## Work to complete
Each record is to be transcribed exactly.

====== Material provided

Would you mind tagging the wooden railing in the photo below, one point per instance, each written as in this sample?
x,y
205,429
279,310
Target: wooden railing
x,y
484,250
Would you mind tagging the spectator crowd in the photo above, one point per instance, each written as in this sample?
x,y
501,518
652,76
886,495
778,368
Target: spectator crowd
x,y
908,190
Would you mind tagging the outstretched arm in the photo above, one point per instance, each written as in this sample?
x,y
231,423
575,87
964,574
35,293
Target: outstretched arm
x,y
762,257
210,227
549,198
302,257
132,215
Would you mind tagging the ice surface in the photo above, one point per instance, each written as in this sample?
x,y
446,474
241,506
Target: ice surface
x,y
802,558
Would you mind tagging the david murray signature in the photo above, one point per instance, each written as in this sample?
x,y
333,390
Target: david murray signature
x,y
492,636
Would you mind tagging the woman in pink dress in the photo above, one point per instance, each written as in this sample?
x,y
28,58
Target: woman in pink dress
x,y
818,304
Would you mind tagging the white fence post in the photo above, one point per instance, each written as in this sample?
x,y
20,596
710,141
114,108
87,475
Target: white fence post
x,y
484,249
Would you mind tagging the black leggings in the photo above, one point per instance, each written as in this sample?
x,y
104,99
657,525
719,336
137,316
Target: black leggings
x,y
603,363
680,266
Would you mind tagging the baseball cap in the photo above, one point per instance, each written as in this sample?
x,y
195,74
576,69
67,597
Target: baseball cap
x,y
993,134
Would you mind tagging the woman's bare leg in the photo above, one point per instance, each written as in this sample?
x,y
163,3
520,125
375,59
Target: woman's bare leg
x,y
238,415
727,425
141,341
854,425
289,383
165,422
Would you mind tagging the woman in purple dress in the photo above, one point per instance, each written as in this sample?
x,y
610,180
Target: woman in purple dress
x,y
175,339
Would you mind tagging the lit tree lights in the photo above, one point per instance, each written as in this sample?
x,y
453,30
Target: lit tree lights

============

## Response area
Would you mind tagging the wooden railing in the photo below, one point per instance, each written as in this sample?
x,y
205,429
279,310
Target: wooden railing
x,y
484,250
Would you mind tagging the spectator crowd in the photo above, one point per instance, each written as in this sample?
x,y
501,518
652,76
886,495
778,368
Target: spectator crowd
x,y
908,190
Would you mind tagging the outstretched arm in the photo above, one point per instance, each written as in this sample?
x,y
231,423
575,87
964,574
35,293
Target: outstretched arm
x,y
762,257
210,227
549,198
302,257
132,215
Would you mind tagging the ice surface in the photo above, one point per instance, each written as in this sample?
x,y
446,474
241,506
Target: ice surface
x,y
802,558
Would you mind tagging the david murray signature in the photo above, one point per instance, each written as in this sample?
x,y
333,390
Target: david murray signature
x,y
492,636
Would you mind tagging the woman in pink dress in the photo above, one point per instance, each written as in this sample?
x,y
28,58
Target: woman in pink dress
x,y
818,304
Would you mind tagging the white fence post in the photo above, one point per instance, each written as in this sample?
x,y
20,596
710,141
114,108
87,475
Target: white fence post
x,y
484,249
Would you mind tagging the black leggings in the photo above, one point per instance, each written as in this sample?
x,y
104,99
657,525
719,336
137,316
Target: black leggings
x,y
603,363
680,266
Would you mind tagging the baseball cap in the photo above, one point per instance, each written as in this sample?
x,y
195,74
576,69
67,597
Target: baseball cap
x,y
993,134
Would you mind tagging the woman's bare leg in the photo above, one point per instance, each written as in this sample?
x,y
163,3
520,125
375,59
Target: woman's bare leg
x,y
238,415
727,425
141,341
854,425
289,383
165,422
Would you mind tagging the woman in purple dress in the photo above, one point per instance, each written as in this sample?
x,y
610,180
Target: woman in purple dress
x,y
175,339
Would you mind tagging the lit tree lights in the photo above, one point per instance, each written as in this sample?
x,y
453,30
Target: lit tree lights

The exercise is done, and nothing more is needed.